■ **TASK DIRECTIONS**
Please update the rows below by replacing "Target" with "Label" and leaving everything else unchanged. Omit the pictures from your answer.

■ **PROVIDED RECORDS**
/---

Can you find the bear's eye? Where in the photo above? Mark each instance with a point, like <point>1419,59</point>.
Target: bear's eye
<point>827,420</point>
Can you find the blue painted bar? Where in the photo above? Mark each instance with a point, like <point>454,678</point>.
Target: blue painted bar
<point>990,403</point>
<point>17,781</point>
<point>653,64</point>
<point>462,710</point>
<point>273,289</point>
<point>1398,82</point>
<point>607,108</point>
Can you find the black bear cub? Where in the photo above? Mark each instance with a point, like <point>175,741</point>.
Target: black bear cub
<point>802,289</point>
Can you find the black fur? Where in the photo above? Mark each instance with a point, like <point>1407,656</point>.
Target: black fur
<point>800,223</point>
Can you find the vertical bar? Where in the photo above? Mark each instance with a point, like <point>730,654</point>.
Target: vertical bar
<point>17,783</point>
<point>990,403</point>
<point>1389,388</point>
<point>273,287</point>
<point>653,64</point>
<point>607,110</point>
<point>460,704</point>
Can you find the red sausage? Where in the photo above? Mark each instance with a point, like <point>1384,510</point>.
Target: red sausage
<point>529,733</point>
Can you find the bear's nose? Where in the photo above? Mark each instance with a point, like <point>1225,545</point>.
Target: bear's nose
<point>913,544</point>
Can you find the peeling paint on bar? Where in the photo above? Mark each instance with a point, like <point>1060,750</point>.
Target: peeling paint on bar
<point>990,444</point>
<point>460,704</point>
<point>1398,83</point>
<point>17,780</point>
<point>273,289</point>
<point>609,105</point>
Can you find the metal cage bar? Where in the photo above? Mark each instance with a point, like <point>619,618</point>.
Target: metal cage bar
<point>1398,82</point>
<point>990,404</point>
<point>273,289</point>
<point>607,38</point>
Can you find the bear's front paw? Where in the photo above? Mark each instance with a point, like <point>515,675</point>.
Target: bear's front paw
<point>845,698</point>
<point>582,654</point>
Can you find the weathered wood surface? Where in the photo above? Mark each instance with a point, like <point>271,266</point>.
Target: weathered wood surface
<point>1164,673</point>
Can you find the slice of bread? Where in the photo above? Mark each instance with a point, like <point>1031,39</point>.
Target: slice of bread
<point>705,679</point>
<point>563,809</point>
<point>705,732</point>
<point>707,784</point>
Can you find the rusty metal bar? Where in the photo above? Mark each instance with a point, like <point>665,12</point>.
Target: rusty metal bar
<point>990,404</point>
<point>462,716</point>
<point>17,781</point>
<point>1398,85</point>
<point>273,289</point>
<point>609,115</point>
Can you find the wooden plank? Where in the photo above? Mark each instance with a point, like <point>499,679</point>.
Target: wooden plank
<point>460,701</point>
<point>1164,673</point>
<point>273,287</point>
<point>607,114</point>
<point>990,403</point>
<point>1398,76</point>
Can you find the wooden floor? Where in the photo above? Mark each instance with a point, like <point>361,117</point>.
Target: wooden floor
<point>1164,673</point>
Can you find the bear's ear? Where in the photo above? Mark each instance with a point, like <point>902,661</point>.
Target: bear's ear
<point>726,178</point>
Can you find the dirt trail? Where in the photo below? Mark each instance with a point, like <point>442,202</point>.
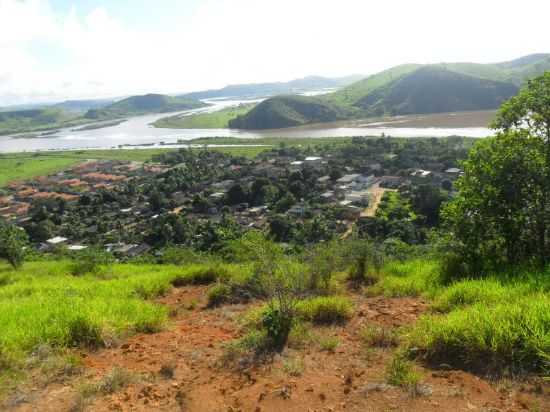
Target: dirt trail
<point>350,379</point>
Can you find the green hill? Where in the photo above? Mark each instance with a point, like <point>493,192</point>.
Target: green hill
<point>404,89</point>
<point>275,88</point>
<point>432,89</point>
<point>35,119</point>
<point>288,111</point>
<point>149,103</point>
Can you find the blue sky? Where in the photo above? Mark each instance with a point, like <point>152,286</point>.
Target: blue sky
<point>58,49</point>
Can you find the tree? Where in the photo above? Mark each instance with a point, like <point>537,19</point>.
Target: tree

\---

■ **RESPONSE TO THIS EXERCISE**
Can you find the bear's eye? Where in the photo above? Mark each instance with a point, like <point>1419,59</point>.
Label: bear's eye
<point>827,420</point>
Can you find the blue painted bar? Where in the photo above? Mark each instance with a point, like <point>454,678</point>.
Label: blue painted bar
<point>990,403</point>
<point>17,781</point>
<point>653,64</point>
<point>462,710</point>
<point>273,289</point>
<point>1398,82</point>
<point>607,108</point>
Can you find the black bear cub? Where in the photo above? Mark each instance with a point, like <point>175,741</point>.
Label: black bear cub
<point>802,289</point>
Can you find the black fur? Where in the photo above? Mark each instance with a point, like <point>1407,656</point>.
Label: black fur
<point>800,223</point>
Can you find the vertical bar? Where in the photo above? Mark each instance with a point, like <point>730,654</point>.
Label: vertical bar
<point>17,783</point>
<point>990,403</point>
<point>1389,388</point>
<point>273,287</point>
<point>653,64</point>
<point>607,110</point>
<point>460,704</point>
Can you find the red sausage? Where in the photo above? Mark each instance with a point, like <point>1384,510</point>.
Label: red sausage
<point>529,733</point>
Can you find the bear's nose? Where in the photo above? Mark each instance with a point, like <point>1225,545</point>.
Label: bear's nose
<point>913,544</point>
Can you find the peeling paint on bar? Where in the photo above? Mark each instance with a point, like <point>1060,750</point>.
Label: peeling paint on bar
<point>990,444</point>
<point>460,704</point>
<point>1398,83</point>
<point>17,780</point>
<point>273,289</point>
<point>609,105</point>
Can you find the metal cage bar? Where in the photo above? Mark each instance with a point, like <point>619,618</point>.
Label: metal cage bar
<point>1398,82</point>
<point>990,404</point>
<point>273,289</point>
<point>607,38</point>
Can you find the bear's front paw? Where in the photo above? Mark each instance with a point, like <point>515,675</point>.
Label: bear's front paw
<point>845,698</point>
<point>582,654</point>
Can you find the weathered wood surface? Where in the photo above? Mark each instance with a point, like <point>271,266</point>.
Label: weathered wood surface
<point>1164,673</point>
Can you find the slice of bread? Where in the photo above? Mark each instance with a point, like <point>1031,39</point>.
Label: slice of bread
<point>705,679</point>
<point>563,809</point>
<point>705,732</point>
<point>707,784</point>
Can you find the rusty metal bar? Where in the photo above? Mark each instance with a point, like <point>665,12</point>.
Label: rusty metal bar
<point>990,404</point>
<point>462,716</point>
<point>17,781</point>
<point>1398,85</point>
<point>273,289</point>
<point>609,115</point>
Can you find the wooden plank? Where in the photo above? Mark each instance with a point, like <point>499,679</point>.
Label: wooden plank
<point>460,701</point>
<point>1164,673</point>
<point>273,287</point>
<point>607,114</point>
<point>990,403</point>
<point>1398,76</point>
Can you find the wooden floor? Where in the photo above? Mark each instance with a point, like <point>361,117</point>.
Label: wooden floor
<point>1164,673</point>
Can you find the bear's ear? Where in the photo above? Mark each instance with a point, like <point>902,661</point>.
Label: bear's ear
<point>726,178</point>
Can you find the dirt trail? Where in the photo below? Mark each instance with a point, like <point>442,202</point>.
Label: dirt trail
<point>350,379</point>
Can you find the green hill? Where in the photo above? Mark each instance with a point, like <point>493,192</point>.
Label: green hill
<point>404,89</point>
<point>275,88</point>
<point>432,89</point>
<point>35,119</point>
<point>288,111</point>
<point>149,103</point>
Can you find the blue sky? Where in the photo above? Mark each instance with a point, like <point>152,286</point>.
Label: blue sky
<point>58,49</point>
Can you find the tree? Where in the photo above? Mark each instance with a point, like <point>537,19</point>.
Label: tree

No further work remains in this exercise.